◆ QUOTED TEXT
Nearly all systems save/switch not just PC, but also some other
registers. Typically some register that can be used in addressing
memory. Often this is called a "interrupt handler stack pointer", but
it doesn't have to be a stack.

Execution mode / privilege (although not applicable to simplest systems
that do not have privilege).

More:

2) Save/switch sets of registers.

3) Save/switch registers to blocks of memory. Basically, to avoid
having to build lots of hardware registers.

E.g. Gould SEL machines had one of the most elegant save/switch
mechanisms I have encountered. Perhaps not so much elegant, but very
simple, instructive. Each of the many interrupt "vectors" had a memory
block. Interrupt delivery consisted of saving (a subset of) current
register state in the memory block, and loading new register state from
a different part of the memory block. Delivery of new interrupts using
that same memory block was prevented, until software had moved the state
somewhere else, out of the memory block, at which point that interrupt
source was unblocked

By the way: note "save old state / load new state". Basically a state
exchange. CDC "exchange jump". Could be same memory, although IMHO
that complicates state management.

◆ SUPPLIED DATA
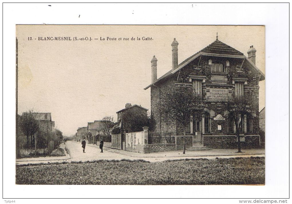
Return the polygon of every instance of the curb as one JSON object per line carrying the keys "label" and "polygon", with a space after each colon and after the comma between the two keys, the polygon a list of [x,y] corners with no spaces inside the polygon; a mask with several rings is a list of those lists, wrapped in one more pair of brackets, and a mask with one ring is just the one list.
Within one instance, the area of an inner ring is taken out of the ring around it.
{"label": "curb", "polygon": [[182,156],[167,156],[167,157],[154,157],[154,156],[134,156],[133,155],[128,155],[127,154],[125,154],[122,152],[115,152],[114,150],[111,151],[110,149],[103,149],[104,150],[105,150],[107,151],[110,152],[112,152],[113,153],[116,153],[117,154],[120,154],[122,155],[125,155],[126,156],[128,156],[130,157],[137,157],[138,158],[171,158],[171,157],[220,157],[220,156],[246,156],[247,155],[263,155],[262,156],[265,156],[265,154],[256,154],[256,153],[252,153],[252,154],[244,154],[242,155],[237,155],[237,154],[231,154],[231,155],[185,155],[183,156],[182,155]]}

◆ AIM
Write the next part of the text about saving and switching register state on interrupts, picking up after its final sentence. The data is unrelated to the text about saving and switching register state on interrupts.

◆ FINAL RESULT
Typically the old state save area is coupled with, related to, the
interrupt vector, and the area from which new state for the interrupt
handler is loaded. But it doesn't have to be this way. In some
systems, you want the saved state of the interrupted thread/process to
be protected from the interrupt handler - i.e. you do not necessarily
assume that the interrupt handler is higher privilege that what got
interrupted. The interrupt handler often does not need to know what
got interrupted. Think - I/O interrupts. But many other uses need
handler to know what got interrupted - think timer interrupts for
profiling, OS context switching. Anyway, what I am trying to say is
that some sort of linkage to what got interrupted needs to be saved, but
not necessarily directly accessible.

Some systems with "Processor Control Blocks" or "Processor State Blocks"
in memory save the interrupt state into that.
But if every interrupt saves into the same PSB, then you cannot nest
until that state has been moved somewhere else - unless the PSB itself
is changed as a result of each interrupt.

Basically, the save area is something chosen from the cross product of
Privilege_Domains X Interrupt_Sources.

(Of course, can always emulate complicated interrupt architectures like
this on top of simpler architectures - like assuming interrupt handler
is more privileged. And then let the privileged SW int handler switch
to a less privileged actual interrupt handler. Similarly, we often say
"interrupt return", as in "return to that which got interrupted, and
resume". In reality, it is "end of interrupt handler", and then a
scheduling mechanism (HW or SW) picks up whatever is most appropriate.
Possibly return to that which got interrupted. But possibly switch.)

4) Save/switch onto stacks

It is quite common to push interrupts onto a stack - possibly THE stack.
Avoids need for so many dedicated save areas. Typically, SW then moves
stuff off the stack, ...

But once you start doing this, you quickly realize that you want
multiple stacks. E.g. separate user / kernel stacks, separate by
privilege. Which typically involves switching or saving registers, to
change the stack pointer used, and then the memory accesses.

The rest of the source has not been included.